▶ [Goal]
Scale the stretch of data from its start through the line containing "M 498 276 L", both ends included, by writing out every line again, requests included. In the answer outlines only, multiply each coordinate by 1.55 and round it to a whole number, rounding halves up; leave the numbers in the requests and their samples unchanged.

Outline annotation records
----
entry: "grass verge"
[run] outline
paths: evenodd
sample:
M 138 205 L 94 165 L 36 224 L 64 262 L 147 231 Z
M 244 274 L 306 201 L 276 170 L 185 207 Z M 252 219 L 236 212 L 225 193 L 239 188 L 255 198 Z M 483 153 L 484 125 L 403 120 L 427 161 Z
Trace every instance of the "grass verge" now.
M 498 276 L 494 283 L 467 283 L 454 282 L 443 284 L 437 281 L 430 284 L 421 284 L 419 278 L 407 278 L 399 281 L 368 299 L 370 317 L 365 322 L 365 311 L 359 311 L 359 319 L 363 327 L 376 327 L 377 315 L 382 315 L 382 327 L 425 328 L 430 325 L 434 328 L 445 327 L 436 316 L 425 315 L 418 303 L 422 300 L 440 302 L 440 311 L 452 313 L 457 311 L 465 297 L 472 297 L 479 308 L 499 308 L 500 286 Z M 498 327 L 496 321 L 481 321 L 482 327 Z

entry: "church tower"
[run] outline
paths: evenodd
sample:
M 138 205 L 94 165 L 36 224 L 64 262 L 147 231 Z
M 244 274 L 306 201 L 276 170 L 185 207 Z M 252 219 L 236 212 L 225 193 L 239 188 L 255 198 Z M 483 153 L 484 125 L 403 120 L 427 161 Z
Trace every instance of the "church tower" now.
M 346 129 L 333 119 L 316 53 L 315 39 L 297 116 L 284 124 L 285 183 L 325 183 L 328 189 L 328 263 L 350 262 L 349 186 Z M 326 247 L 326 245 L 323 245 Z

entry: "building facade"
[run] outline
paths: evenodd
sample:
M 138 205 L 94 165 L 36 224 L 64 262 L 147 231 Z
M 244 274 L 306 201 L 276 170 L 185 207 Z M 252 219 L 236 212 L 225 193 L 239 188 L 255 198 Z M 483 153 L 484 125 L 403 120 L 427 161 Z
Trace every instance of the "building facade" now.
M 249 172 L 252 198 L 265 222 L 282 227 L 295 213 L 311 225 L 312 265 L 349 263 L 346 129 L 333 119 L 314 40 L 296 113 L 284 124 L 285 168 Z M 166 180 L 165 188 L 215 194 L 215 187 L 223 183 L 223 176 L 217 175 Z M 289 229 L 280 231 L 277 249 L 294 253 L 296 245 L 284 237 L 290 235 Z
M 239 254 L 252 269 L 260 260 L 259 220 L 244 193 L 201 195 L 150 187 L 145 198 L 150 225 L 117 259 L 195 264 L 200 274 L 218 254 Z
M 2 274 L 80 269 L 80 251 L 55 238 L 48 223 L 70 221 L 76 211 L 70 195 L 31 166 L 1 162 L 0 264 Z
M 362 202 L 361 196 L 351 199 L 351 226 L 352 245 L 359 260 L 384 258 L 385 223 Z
----
▶ [Task output]
entry: "grass verge"
[run] outline
paths: evenodd
sample:
M 138 205 L 94 165 L 36 224 L 64 262 L 147 231 Z
M 244 274 L 306 201 L 276 170 L 185 207 Z M 252 219 L 236 212 L 225 193 L 239 188 L 255 198 Z M 483 153 L 484 125 L 403 120 L 427 161 Z
Trace every instance of the "grass verge" now.
M 772 428 L 766 439 L 724 439 L 704 437 L 687 440 L 677 436 L 667 440 L 653 440 L 649 431 L 631 431 L 618 436 L 570 463 L 574 491 L 566 499 L 566 482 L 556 482 L 556 494 L 563 507 L 583 507 L 584 488 L 592 488 L 592 507 L 659 508 L 667 504 L 673 508 L 690 507 L 676 490 L 659 488 L 648 470 L 654 465 L 682 468 L 682 482 L 701 485 L 708 482 L 721 460 L 732 460 L 742 477 L 773 477 L 775 443 Z M 772 507 L 769 498 L 746 498 L 747 507 Z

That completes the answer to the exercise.